### TASK INSTRUCTIONS
Lay out part of the listing below as a Markdown table with a Row column for the row number and a Line column for the line, skipping blank lines. Begin at the line that contains "Could you please point to the red" and go through the end of the listing.

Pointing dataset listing
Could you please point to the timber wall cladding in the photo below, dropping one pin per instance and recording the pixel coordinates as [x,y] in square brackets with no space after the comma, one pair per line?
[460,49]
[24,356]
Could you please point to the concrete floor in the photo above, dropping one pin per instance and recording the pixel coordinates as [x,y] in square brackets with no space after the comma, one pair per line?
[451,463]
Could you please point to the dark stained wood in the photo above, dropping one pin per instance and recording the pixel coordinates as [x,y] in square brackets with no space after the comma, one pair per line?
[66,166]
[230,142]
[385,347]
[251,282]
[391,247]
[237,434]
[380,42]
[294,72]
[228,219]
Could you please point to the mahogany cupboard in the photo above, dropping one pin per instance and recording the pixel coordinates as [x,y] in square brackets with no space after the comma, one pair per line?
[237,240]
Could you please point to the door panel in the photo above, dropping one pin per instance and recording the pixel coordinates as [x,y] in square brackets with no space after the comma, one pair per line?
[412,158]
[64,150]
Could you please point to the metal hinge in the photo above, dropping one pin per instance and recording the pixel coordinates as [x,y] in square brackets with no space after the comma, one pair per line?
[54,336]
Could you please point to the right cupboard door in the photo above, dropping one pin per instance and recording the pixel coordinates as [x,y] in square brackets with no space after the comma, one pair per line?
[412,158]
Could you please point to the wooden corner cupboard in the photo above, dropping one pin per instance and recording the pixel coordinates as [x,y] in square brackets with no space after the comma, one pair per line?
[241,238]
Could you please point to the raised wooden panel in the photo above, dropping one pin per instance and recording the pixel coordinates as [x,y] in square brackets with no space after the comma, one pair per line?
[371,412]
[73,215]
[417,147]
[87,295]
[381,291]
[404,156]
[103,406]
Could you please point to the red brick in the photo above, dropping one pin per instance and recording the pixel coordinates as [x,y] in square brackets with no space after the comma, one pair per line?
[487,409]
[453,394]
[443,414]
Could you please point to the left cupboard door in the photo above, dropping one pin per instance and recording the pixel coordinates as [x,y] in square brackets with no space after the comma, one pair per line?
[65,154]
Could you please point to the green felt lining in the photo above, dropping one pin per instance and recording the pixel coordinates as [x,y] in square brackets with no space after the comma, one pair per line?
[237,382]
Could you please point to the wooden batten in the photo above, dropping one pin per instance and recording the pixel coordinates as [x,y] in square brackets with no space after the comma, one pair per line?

### WRITTEN SOLUTION
| Row | Line |
|---|---|
| 1 | Could you please point to the red brick in the photo above, dropping one pin per instance and recording the pixel coordinates as [x,y] in square brackets with no space after the comma, one pair per line? |
| 2 | [487,409] |
| 3 | [453,394] |
| 4 | [443,414] |
| 5 | Could you please point to the left cupboard door in the photo above, dropping one pin per instance and recording the pixel coordinates as [x,y] in square brackets with no space after the comma, one pair per line? |
| 6 | [65,154] |
| 7 | Could you please point to the green felt lining in the photo above, dropping one pin per instance and recording the pixel coordinates as [x,y] in square brackets with no space after the comma, one pair per line? |
| 8 | [237,382] |
| 9 | Could you please point to the wooden batten in the photo above, dropping one pin per instance and recording the pixel coordinates as [x,y] in square brackets with no space after the comma, one pair per line? |